**DIRECTIONS:** Rewrite every one of the lines below, including the requests, and scale each point coordinate in the answers by 2.6, rounding to whole numbers with halves rounded up. Leave the pictures out of your answer.

**PROVIDED RECORDS:**

————

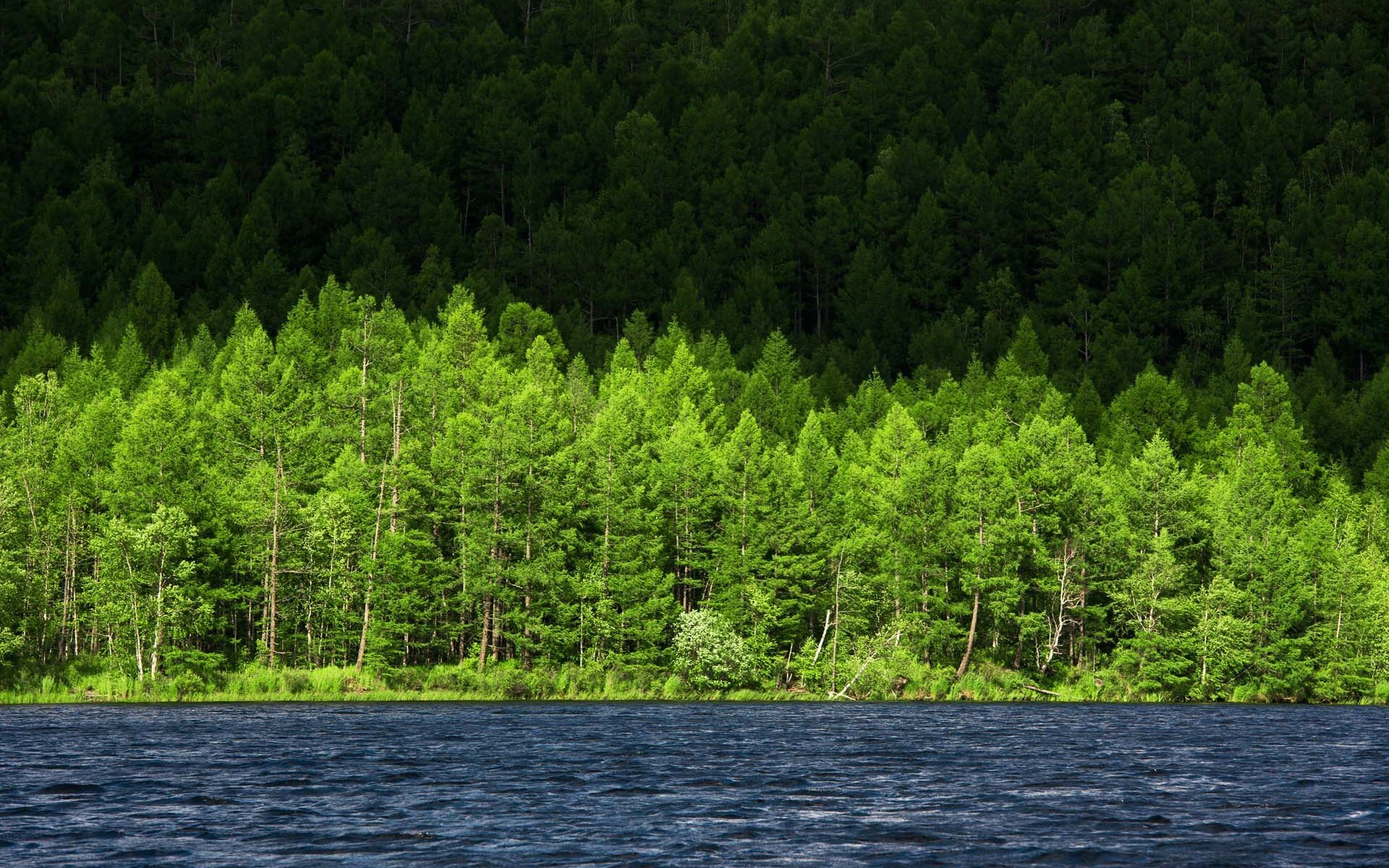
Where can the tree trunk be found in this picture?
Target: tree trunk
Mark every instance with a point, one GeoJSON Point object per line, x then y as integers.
{"type": "Point", "coordinates": [969, 644]}
{"type": "Point", "coordinates": [371, 571]}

————

**ANSWER TO THE TASK:**
Where can the tree trunk be found in this picture?
Target: tree trunk
Mark every instance with a point, one GeoJSON Point object per line, x then y as integers.
{"type": "Point", "coordinates": [2519, 1674]}
{"type": "Point", "coordinates": [965, 1485]}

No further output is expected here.